_What you need to do_.
1. In the People's Assembly site notes, copy out the passage between "This work stalled" and "caches['pmg_api'].clear()", inclusive.
2. Answer these from the People's Assembly site notes, one letter per line:
(a) Which organization supplies the attendance data shown on the MP attendance page?
(b) What is the web address of the WriteInPublic site?
(c) From what source does the WriteInPublic instance for MPs get its data?
3. Pick up the People's Assembly site notes after their final sentence and extend them.

— start Source extract —

This internal blog post might be interesting on planning to create a generically useful name-resolution component based on Popolo data:

https://blogs.mysociety.org/internal/2016/02/16/fun-with-scraping-and-name-resolution-for-pombola/

This work stalled due to lack of development time and reprioritization.

Attendance data

The attendance data at https://www.pa.org.za/mp-attendance/ is from OpenUp ZA and they also wrote the code for that page (pombola/south_africa/views/attendance.py). When they make updates they will sometimes ask us to clear the Django cache which includes that data, with:

from django.core.cache import caches
caches['pmg_api'].clear()

Members' Interests data

Currently OpenUp ZA compile the data for the pombola.interests_register application, and will ask us to then import it. The instructions for doing that are in: pombola/south_africa/data/members-interests/README.md

WriteInPublic

The site uses the API of a WriteInPublic site we set up for People's Assembly in order to provide the "Write to an MP" and "Write to a Committee" functionality. The WriteInPublic site is at:

http://writeinpublic.pa.org.za

... and the interface on the site is accessed via:

https://www.pa.org.za/write/recipients/ https://www.pa.org.za/write-committees/recipients/

The WriteInPublic instance for MPs gets its data from EveryPolitician. There is a cron job that runs south_africa_sync_everypolitician_uuid to match up the IDs of the MPs in EveryPolitician with the Person object in Pombola.

— end Source extract —
— start Available data —

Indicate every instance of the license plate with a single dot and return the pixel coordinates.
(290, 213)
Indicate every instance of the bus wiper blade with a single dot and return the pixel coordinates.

— end Available data —

_Answers for this exercise_.
1.
This work stalled due to lack of development time and reprioritization.

Attendance data

The attendance data at https://www.pa.org.za/mp-attendance/ is from OpenUp ZA and they also wrote the code for that page (pombola/south_africa/views/attendance.py). When they make updates they will sometimes ask us to clear the Django cache which includes that data, with:

from django.core.cache import caches
caches['pmg_api'].clear()

2.
(a) OpenUp ZA
(b) http://writeinpublic.pa.org.za
(c) EveryPolitician

3.
This means that we rely on EveryPolitician being up-to-date. There is a checklist you can follow for doing this here:

https://app.process.st/templates/kTV7gk6CWqb0nPzadl5HNA/checklists/run

The WriteInPublic instance for committees pretends each committee is a person, and gives it the email address of the committee secretary in each case. These are pulled in from https://www.pa.org.za/api/committees/popolo.json - the committees are Organizations in Pombola, with the email address of the secretary as a Contact of kind email.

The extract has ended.